→ Short task A
Print the records exactly as they stand, beginning at the line that has "Point to the decorative molding." and stopping after the last line of the records.

-- Start of Article --

Chapter XVI - Concerning the acceptance and rejection of inheritances
Article 1045
No individual shall be bound to accept an inheritance granted to him.
Article 1046
Inheritances granted to married women, minors and individuals under conservatorship, may not be accepted legally, without having regard to the legal regulations relevant to those individuals. Testamentary dispositions, referred to in Article 900, and approved by the Governor General, shall only be accepted under the privilege of estate description.
Article 1047
The acceptance of an inheritance shall be effective retroactively until the date on which it becomes available.
Article 1048
The acceptance of an inheritance shall take place expressly or by implication; it is accepted expressly if an individual, in an authentic or private document, accepts the title or status of an heir; the acceptance shall take place by implication, if the heir commits an act which indicates his intention to accept, and which he would only be authorized to commit in his capacity as heir.
Article 1049
Anything related to the funeral, or acts for the purpose of maintenance only or supervision or temporary management of the inheritance, shall not be regarded as acts which indicate the implied acceptance of an inheritance.

-- End of Article --
-- Start of Input material --

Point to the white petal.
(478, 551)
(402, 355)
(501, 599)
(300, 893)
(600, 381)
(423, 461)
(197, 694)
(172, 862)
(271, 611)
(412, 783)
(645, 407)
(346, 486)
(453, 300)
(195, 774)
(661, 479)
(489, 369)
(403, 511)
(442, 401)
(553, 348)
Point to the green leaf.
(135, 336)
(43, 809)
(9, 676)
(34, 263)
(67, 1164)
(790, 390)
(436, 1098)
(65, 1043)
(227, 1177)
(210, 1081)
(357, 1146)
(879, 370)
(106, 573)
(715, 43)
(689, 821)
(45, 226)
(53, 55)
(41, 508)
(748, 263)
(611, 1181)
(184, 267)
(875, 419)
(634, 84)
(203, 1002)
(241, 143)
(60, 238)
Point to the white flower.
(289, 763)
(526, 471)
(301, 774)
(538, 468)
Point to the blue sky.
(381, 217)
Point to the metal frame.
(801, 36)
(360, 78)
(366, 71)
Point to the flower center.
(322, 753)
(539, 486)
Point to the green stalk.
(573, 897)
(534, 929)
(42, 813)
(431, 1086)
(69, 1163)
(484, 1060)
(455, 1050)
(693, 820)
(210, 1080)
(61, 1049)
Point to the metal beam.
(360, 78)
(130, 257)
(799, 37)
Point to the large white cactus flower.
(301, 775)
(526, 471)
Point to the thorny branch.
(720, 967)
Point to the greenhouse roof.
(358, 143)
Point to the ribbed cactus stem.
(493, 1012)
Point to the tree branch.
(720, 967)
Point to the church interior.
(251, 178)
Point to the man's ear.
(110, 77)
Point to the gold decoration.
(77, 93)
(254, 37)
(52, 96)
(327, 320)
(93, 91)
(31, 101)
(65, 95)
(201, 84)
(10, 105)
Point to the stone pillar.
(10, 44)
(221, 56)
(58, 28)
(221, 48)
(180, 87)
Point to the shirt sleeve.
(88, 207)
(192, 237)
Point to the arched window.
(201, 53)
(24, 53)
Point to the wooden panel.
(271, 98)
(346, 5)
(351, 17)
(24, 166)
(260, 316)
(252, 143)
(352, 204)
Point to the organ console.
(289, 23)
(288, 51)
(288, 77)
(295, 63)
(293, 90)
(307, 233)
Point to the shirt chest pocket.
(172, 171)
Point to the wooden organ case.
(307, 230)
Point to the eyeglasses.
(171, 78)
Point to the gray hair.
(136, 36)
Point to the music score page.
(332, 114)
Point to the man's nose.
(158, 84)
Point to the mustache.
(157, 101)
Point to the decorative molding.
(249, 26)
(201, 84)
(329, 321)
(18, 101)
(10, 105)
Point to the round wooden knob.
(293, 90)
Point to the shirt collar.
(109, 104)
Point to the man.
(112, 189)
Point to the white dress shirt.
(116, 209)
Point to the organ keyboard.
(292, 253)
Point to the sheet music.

-- End of Input material --

→ Short task B
From the inheritance articles, output word for word the passage that begins at "Chapter XVI - Concerning" and ends after "it becomes available.".

→ Written solution A
Point to the decorative molding.
(249, 26)
(201, 84)
(329, 321)
(18, 101)
(10, 105)
Point to the round wooden knob.
(293, 90)
Point to the shirt collar.
(109, 104)
Point to the man.
(112, 189)
Point to the white dress shirt.
(116, 209)
Point to the organ keyboard.
(292, 253)
Point to the sheet music.

→ Written solution B
Chapter XVI - Concerning the acceptance and rejection of inheritances
Article 1045
No individual shall be bound to accept an inheritance granted to him.
Article 1046
Inheritances granted to married women, minors and individuals under conservatorship, may not be accepted legally, without having regard to the legal regulations relevant to those individuals. Testamentary dispositions, referred to in Article 900, and approved by the Governor General, shall only be accepted under the privilege of estate description.
Article 1047
The acceptance of an inheritance shall be effective retroactively until the date on which it becomes available.